• Records provided:

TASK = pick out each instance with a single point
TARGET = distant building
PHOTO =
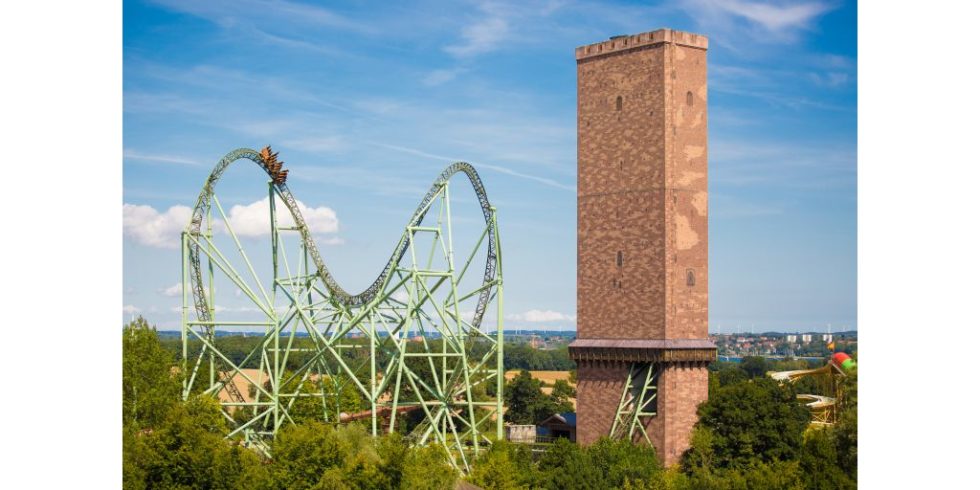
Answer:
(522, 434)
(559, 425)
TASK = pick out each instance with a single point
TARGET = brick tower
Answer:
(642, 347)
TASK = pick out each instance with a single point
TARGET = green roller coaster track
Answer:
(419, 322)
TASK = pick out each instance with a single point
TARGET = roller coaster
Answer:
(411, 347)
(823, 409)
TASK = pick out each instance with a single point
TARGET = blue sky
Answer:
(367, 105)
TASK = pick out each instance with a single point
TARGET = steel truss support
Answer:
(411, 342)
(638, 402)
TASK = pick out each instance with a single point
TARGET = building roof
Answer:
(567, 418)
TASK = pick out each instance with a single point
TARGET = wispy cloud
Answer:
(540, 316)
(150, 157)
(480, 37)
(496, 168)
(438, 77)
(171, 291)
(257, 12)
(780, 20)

...

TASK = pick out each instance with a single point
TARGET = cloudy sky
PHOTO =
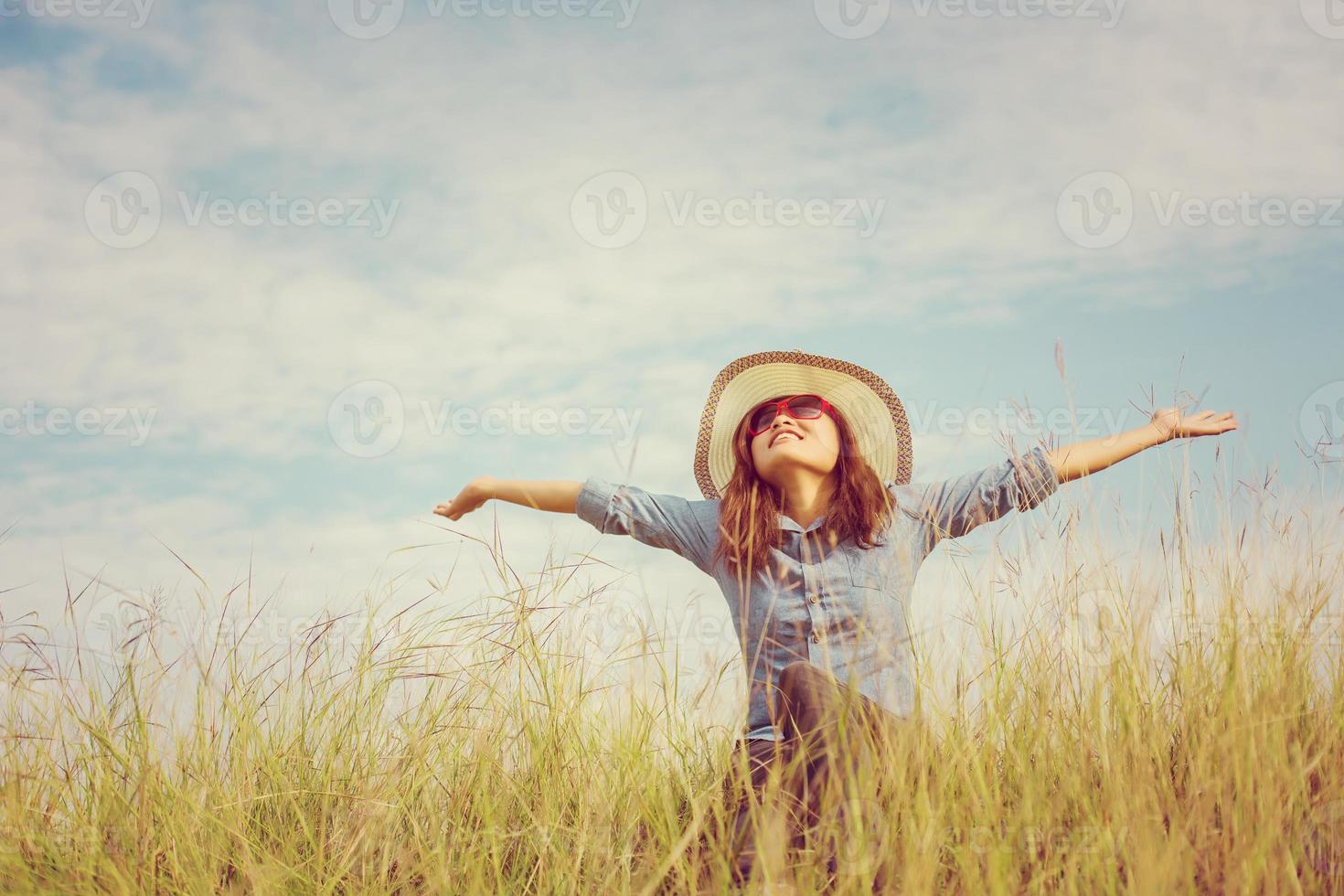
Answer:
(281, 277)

...

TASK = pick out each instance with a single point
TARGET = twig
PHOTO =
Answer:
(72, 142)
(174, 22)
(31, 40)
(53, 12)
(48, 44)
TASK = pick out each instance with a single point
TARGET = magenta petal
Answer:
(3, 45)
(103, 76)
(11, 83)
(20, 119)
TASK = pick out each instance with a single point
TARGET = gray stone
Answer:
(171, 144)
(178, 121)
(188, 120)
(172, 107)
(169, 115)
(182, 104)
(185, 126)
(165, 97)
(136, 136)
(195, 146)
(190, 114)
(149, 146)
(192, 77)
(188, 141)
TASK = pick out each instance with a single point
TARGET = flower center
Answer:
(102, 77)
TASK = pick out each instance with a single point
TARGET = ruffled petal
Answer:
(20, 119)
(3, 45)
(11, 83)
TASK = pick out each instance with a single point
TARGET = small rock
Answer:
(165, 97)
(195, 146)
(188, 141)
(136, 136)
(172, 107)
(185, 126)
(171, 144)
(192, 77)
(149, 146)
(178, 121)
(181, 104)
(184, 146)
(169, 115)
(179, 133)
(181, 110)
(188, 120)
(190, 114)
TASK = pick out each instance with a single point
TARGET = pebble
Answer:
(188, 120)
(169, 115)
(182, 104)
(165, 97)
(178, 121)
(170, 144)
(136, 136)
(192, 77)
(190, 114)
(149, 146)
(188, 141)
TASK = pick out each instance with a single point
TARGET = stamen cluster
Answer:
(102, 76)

• What the task requires:
Give back exactly the lines above, from the line containing "TARGET = flower center" through the line containing "TARGET = small rock", with both end lines and nothing more.

• Solution to this exercise:
TARGET = flower center
Answer:
(102, 77)
TASK = pick out each instance with a single point
TARGET = ruffled petal
Answer:
(20, 119)
(3, 45)
(11, 83)
TASK = pick out each instance with a single point
TARGET = small rock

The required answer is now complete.